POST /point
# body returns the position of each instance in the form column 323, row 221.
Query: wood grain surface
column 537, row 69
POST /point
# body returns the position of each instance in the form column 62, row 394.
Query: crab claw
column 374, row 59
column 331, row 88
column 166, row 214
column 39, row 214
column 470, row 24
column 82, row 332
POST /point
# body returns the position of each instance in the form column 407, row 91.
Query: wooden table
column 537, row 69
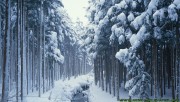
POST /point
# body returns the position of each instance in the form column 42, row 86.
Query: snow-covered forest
column 130, row 49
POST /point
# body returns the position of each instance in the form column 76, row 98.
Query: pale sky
column 76, row 9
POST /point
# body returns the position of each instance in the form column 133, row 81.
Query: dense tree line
column 38, row 45
column 135, row 45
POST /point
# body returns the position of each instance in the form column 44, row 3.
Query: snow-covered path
column 64, row 90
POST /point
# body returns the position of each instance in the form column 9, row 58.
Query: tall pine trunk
column 6, row 53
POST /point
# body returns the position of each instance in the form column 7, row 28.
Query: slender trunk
column 6, row 54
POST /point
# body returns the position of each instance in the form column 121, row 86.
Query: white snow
column 122, row 17
column 97, row 95
column 130, row 17
column 63, row 90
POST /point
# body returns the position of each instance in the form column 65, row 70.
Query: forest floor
column 65, row 89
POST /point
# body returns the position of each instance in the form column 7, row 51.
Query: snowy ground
column 64, row 90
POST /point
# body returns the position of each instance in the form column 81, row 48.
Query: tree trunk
column 5, row 68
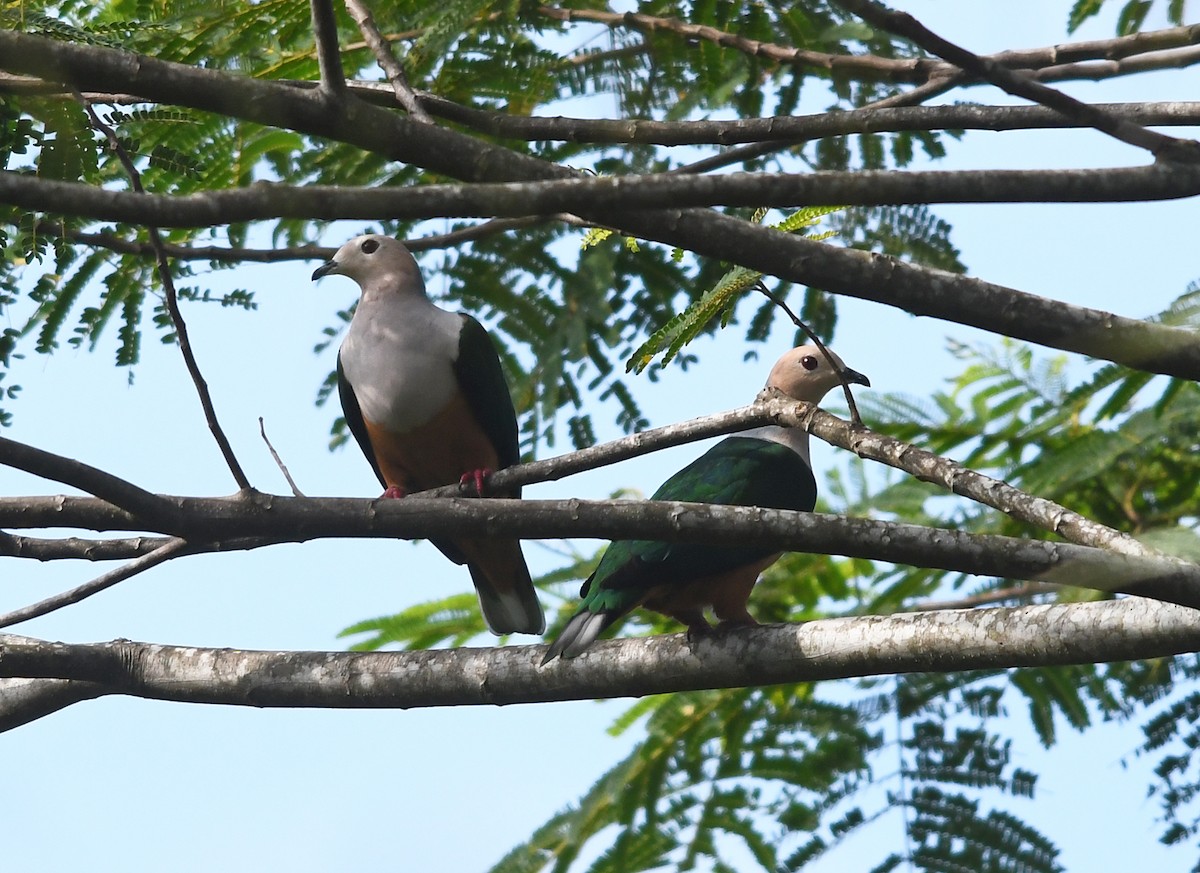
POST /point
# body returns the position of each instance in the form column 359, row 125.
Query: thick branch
column 329, row 58
column 57, row 468
column 912, row 70
column 172, row 300
column 268, row 518
column 1023, row 85
column 1036, row 636
column 172, row 548
column 799, row 128
column 274, row 256
column 387, row 60
column 925, row 291
column 610, row 193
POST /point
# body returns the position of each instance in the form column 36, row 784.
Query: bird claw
column 697, row 630
column 475, row 477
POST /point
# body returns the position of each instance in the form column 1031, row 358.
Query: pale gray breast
column 399, row 357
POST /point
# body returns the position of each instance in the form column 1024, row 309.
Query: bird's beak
column 851, row 375
column 329, row 266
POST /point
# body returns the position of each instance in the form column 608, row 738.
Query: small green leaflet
column 687, row 325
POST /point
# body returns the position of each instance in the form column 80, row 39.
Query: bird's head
column 375, row 262
column 804, row 373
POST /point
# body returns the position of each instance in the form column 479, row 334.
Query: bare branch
column 901, row 23
column 298, row 519
column 1033, row 636
column 172, row 299
column 172, row 548
column 892, row 114
column 57, row 468
column 855, row 417
column 749, row 152
column 279, row 461
column 912, row 70
column 24, row 700
column 888, row 115
column 1002, row 595
column 629, row 192
column 387, row 60
column 870, row 277
column 329, row 56
column 274, row 256
column 73, row 547
column 1096, row 71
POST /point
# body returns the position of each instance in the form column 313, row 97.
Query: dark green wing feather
column 483, row 383
column 354, row 417
column 739, row 471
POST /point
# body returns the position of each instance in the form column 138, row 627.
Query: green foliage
column 766, row 778
column 777, row 777
column 562, row 324
column 1129, row 20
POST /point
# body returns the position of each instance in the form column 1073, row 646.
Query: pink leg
column 475, row 477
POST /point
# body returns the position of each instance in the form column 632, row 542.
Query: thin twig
column 329, row 58
column 279, row 461
column 172, row 299
column 816, row 341
column 78, row 548
column 1023, row 85
column 387, row 60
column 172, row 548
column 863, row 67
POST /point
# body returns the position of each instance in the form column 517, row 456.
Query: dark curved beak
column 853, row 375
column 329, row 266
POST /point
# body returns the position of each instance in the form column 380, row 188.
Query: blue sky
column 138, row 786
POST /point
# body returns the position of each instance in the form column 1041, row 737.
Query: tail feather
column 515, row 610
column 580, row 632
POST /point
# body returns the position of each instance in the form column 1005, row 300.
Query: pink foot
column 475, row 477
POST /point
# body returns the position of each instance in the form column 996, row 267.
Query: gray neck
column 795, row 438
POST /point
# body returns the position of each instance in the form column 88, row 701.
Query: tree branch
column 73, row 547
column 903, row 24
column 329, row 56
column 911, row 70
column 109, row 488
column 172, row 548
column 881, row 278
column 609, row 193
column 387, row 60
column 172, row 300
column 274, row 256
column 1033, row 636
column 277, row 519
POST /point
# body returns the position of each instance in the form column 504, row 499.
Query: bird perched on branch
column 426, row 399
column 766, row 467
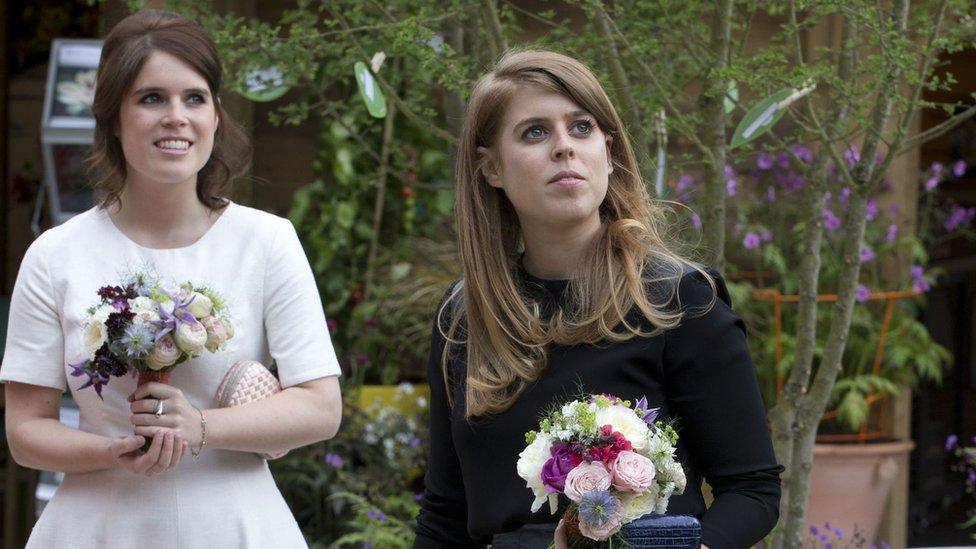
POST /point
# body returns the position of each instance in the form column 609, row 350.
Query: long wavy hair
column 126, row 49
column 500, row 327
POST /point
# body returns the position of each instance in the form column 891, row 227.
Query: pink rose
column 585, row 477
column 632, row 472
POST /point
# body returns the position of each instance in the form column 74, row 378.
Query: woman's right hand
column 164, row 453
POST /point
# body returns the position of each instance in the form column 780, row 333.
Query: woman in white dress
column 164, row 153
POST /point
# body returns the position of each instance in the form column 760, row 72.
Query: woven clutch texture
column 247, row 381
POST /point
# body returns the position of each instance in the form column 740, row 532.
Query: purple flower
column 959, row 168
column 751, row 241
column 563, row 461
column 831, row 221
column 951, row 442
column 802, row 152
column 867, row 254
column 852, row 156
column 334, row 460
column 892, row 233
column 871, row 210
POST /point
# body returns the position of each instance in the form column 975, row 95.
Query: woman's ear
column 489, row 167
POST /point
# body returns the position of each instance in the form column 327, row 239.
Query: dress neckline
column 199, row 241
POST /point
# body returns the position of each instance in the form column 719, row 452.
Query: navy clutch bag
column 662, row 532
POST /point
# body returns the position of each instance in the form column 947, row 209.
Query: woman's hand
column 164, row 453
column 177, row 415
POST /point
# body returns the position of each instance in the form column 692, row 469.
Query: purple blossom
column 751, row 241
column 334, row 460
column 871, row 210
column 867, row 254
column 951, row 442
column 376, row 514
column 852, row 156
column 554, row 471
column 892, row 233
column 959, row 168
column 831, row 221
column 802, row 152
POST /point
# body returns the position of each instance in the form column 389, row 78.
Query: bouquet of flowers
column 149, row 327
column 613, row 461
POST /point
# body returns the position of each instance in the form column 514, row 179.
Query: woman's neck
column 554, row 253
column 162, row 216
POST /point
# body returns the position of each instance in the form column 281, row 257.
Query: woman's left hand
column 177, row 414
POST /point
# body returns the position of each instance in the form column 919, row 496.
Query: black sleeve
column 713, row 393
column 442, row 522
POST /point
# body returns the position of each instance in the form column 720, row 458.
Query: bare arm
column 38, row 439
column 299, row 415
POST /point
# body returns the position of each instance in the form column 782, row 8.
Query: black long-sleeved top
column 698, row 373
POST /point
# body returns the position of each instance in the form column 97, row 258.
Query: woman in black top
column 567, row 290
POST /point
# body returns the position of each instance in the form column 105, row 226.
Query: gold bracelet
column 203, row 435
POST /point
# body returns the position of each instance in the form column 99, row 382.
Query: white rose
column 201, row 306
column 625, row 421
column 216, row 335
column 191, row 337
column 164, row 353
column 95, row 335
column 530, row 464
column 143, row 304
column 228, row 327
column 638, row 505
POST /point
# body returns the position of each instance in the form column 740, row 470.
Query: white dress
column 226, row 499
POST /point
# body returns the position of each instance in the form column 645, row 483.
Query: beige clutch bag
column 247, row 381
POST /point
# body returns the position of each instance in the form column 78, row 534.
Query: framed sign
column 70, row 86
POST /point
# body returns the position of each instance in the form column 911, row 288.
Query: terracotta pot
column 146, row 376
column 850, row 483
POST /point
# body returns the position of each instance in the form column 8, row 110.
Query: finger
column 152, row 455
column 146, row 405
column 127, row 444
column 166, row 454
column 151, row 420
column 153, row 389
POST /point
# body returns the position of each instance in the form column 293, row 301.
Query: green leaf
column 370, row 91
column 760, row 118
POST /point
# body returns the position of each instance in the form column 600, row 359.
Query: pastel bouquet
column 149, row 326
column 614, row 463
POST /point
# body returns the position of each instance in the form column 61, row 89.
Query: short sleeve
column 34, row 352
column 298, row 338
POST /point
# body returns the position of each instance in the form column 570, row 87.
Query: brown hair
column 126, row 49
column 503, row 332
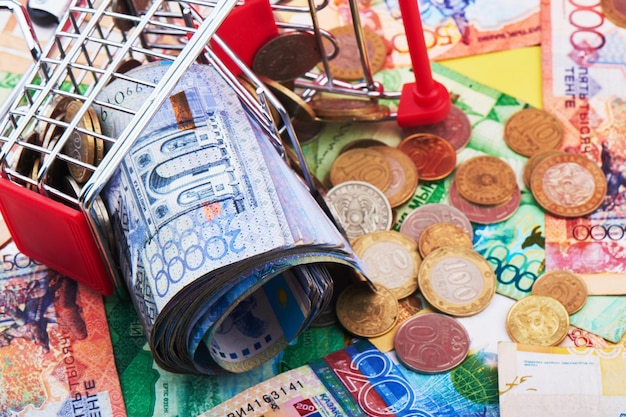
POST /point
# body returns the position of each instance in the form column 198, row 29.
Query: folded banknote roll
column 222, row 246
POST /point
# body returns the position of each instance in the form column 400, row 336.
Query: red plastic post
column 425, row 101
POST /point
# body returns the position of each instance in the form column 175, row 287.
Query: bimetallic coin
column 346, row 65
column 420, row 218
column 457, row 281
column 367, row 313
column 537, row 320
column 440, row 235
column 482, row 214
column 615, row 11
column 455, row 128
column 568, row 185
column 565, row 286
column 361, row 164
column 360, row 208
column 485, row 180
column 404, row 177
column 530, row 130
column 287, row 56
column 391, row 259
column 432, row 155
column 80, row 146
column 431, row 343
column 533, row 161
═══
[Work instructions]
Pull out each line above that contains the word "green". Case counts.

[Full output]
Query: small green leaflet
Query: dark green wing feather
Query: green foliage
Query: green leaf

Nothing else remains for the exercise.